COMPITI DA SVOLGERE:
• 1. Rispondi a queste domande sul brano su Michael Jackson.
(a) Chi è salita sul palco?
(b) Con quali parole venne annunciato Michael Jackson?
(c) Che cosa rimbombò nel locale?
• 2. Ricopia dal brano su Michael Jackson il passo che va da "Quando finalmente disse" fino a "un altro pianeta." compreso.
• 3. Estendi il brano su Michael Jackson proseguendo dopo la sua ultima frase.
---------- FONTE ----------
Quando Elizabeth Taylor è salita sul palco, abbiamo capito che era la fine. Michael stava per salire sul palco… (un altro piccolo, minuscolo pizzico, per favore). Si sentiva a malapena quello che Elizabeth stava dicendo perché era uno di quei momenti in cui il pubblico è fuori controllo.
Quando finalmente disse le parole, “Ladies and Gentlemen, Michael Jackson and The Jacksons” e l’esplosione dei fuochi d’artificio rimbombò nel locale, il tempo si fermò, il resto del mondo non esisteva più. Eravamo su un altro pianeta.
---------- MATERIALE ----------
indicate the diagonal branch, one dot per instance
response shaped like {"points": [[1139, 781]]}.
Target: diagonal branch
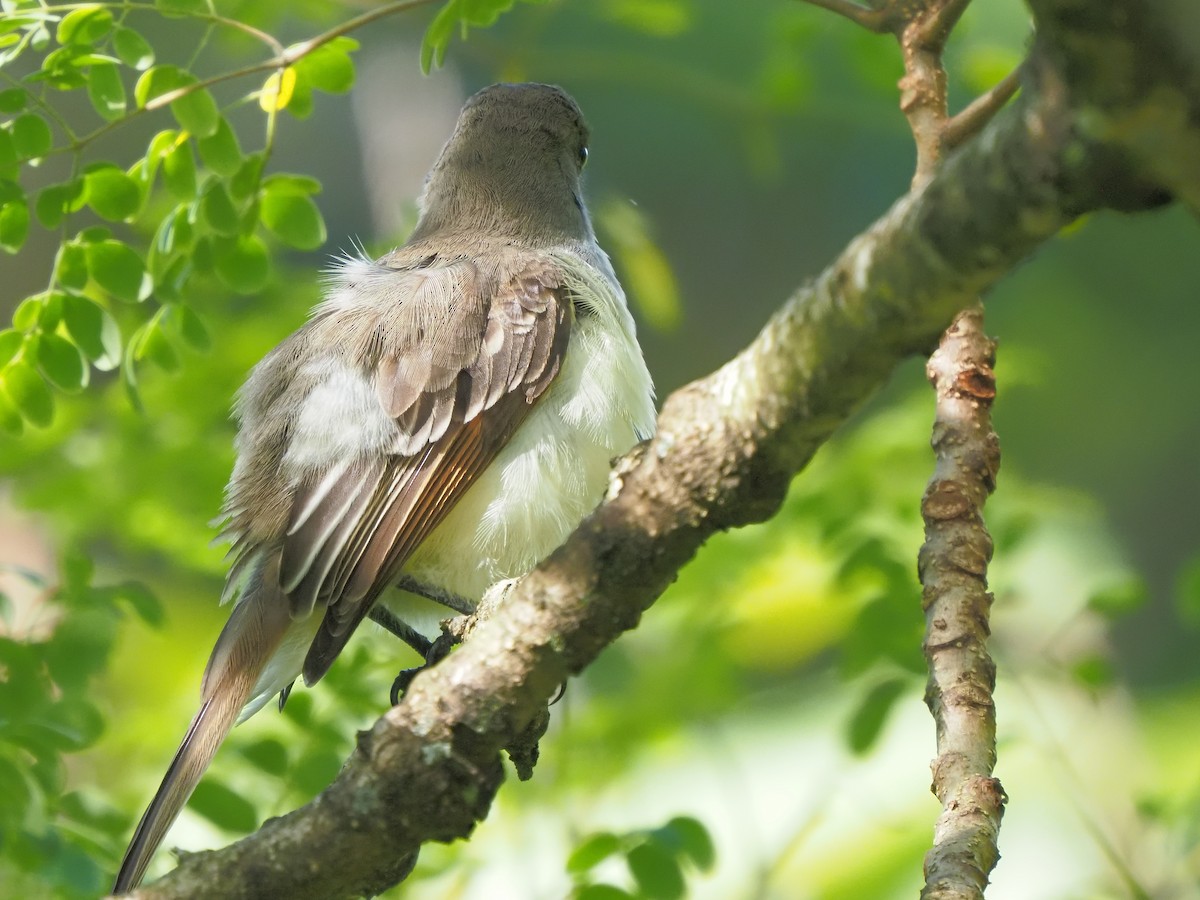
{"points": [[726, 449]]}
----------
RISPOSTE AI COMPITI:
• 1.
(a) Elizabeth Taylor.
(b) "Ladies and Gentlemen, Michael Jackson and The Jacksons".
(c) L'esplosione dei fuochi d'artificio.

• 2.
Quando finalmente disse le parole, “Ladies and Gentlemen, Michael Jackson and The Jacksons” e l’esplosione dei fuochi d’artificio rimbombò nel locale, il tempo si fermò, il resto del mondo non esisteva più. Eravamo su un altro pianeta.

• 3.
Eccolo lì, fermo, di spalle. L’alieno caduto da un altro pianeta: vestito completamente di bianco, con un casco dorato, la sua presenza sul palco era sufficiente a far impazzire almeno ogni singolo essere vivente nel locale. L’uomo tranquillo e timido seduto nella cabina alla destra del palco era completamente scomparso. Pochi secondi e lui si toglie i guanti e il casco, gira la schiena per guardare noi del pubblico, il mio cuore inizia a battere così velocemente che penso che sto per avere un’esperienza ultraterrena. I suoi fratelli lo raggiungono dal fondo del palco, poi tutti loro, compreso Michael, si tolgono le giacche. Kathrine Jackson sorride, felice, dalla cabina. Michael si muove in una delle sue famose pose (mano sinistra sull’inguine, braccio destro alzato), parte la musica: il groove di “Can You feel it” rimbomba ovunque. Randy inizia a cantare, interagendo con il pubblico, ma quando Michael entra nella canzone è un paradiso per le nostre orecchie. È una tigre piena di energia, corre da una parte all’altra, la sua voce suona dura. È l’animale da palcoscenico che abbiamo imparato a conoscere così bene. E stiamo assistendo a tutto questo a una distanza così ravvicinata che i pizzicotti non sarebbero più necessari: Sapevo di vivere un sogno che si realizzava.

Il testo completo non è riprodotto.